## Dataset content

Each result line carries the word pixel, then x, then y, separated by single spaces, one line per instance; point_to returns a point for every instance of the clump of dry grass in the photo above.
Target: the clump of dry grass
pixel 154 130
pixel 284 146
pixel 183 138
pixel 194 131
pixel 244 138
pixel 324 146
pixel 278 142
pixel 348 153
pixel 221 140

## What is asked
Reproduce the material above, swapping every "dry grass" for "tall grass" and keeping all else unchanged.

## The result
Each result line carries the word pixel, then x, then y, separated by single spaces, one line per instance; point_to returns a point for every instance of the clump of tall grass in the photo above.
Target: the clump of tall grass
pixel 154 130
pixel 284 146
pixel 183 138
pixel 194 131
pixel 244 138
pixel 324 146
pixel 278 142
pixel 348 153
pixel 221 140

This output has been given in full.